--- begin Recorded data ---

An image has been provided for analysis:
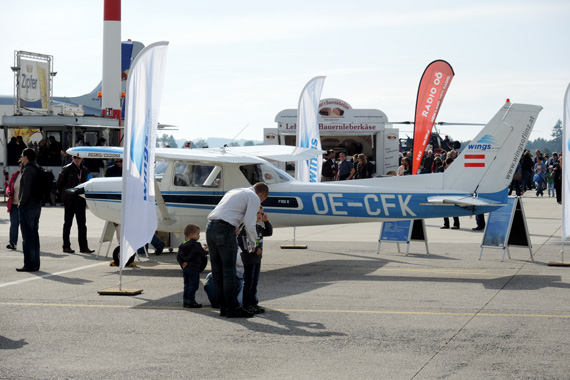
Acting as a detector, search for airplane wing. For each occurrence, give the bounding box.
[428,195,502,207]
[67,145,324,164]
[66,146,123,159]
[226,145,325,162]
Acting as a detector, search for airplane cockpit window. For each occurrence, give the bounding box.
[239,164,294,185]
[174,163,222,188]
[154,160,168,183]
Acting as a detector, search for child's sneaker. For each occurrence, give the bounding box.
[250,305,265,314]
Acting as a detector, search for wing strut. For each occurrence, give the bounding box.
[154,178,176,226]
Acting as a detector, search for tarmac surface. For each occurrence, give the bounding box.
[0,194,570,379]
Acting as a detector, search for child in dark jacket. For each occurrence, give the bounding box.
[238,207,273,314]
[176,224,208,309]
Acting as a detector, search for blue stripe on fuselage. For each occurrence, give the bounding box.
[86,189,507,219]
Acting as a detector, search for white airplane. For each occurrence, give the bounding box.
[68,103,542,232]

--- end Recorded data ---

§ **What to work on**
Copy the entries above verbatim, line for line, leaving out the image.

§ **Result of the exercise**
An image has been provided for analysis:
Acting as a detector, search for airplane wing. For each occurrence, give the bounding box.
[428,195,502,207]
[67,145,324,164]
[66,146,123,159]
[226,145,325,162]
Acting as a detector, search for airplane cockpit window. For each occurrence, give the bounding box.
[239,164,294,185]
[174,163,222,188]
[154,160,168,183]
Acting as a detector, search for child's sneaker. For each occurrence, give the bounding box.
[250,305,265,314]
Acting as a detector, search for wing strut. For each occurrence, give the bounding box.
[154,178,176,226]
Acting as a detector, search for tarmac surface. For each occurrence, give the bounding box.
[0,194,570,379]
Acting as a detector, search for child in dark jacket. For each occurrence, give the bounding box.
[238,207,273,314]
[176,224,208,309]
Acting as a detector, search for blue stripe on fuselage. For each occurrence, give the bounding box.
[86,189,507,219]
Acting as a detector, search for white airplane. For each occurrence, give the bounding box.
[68,103,542,232]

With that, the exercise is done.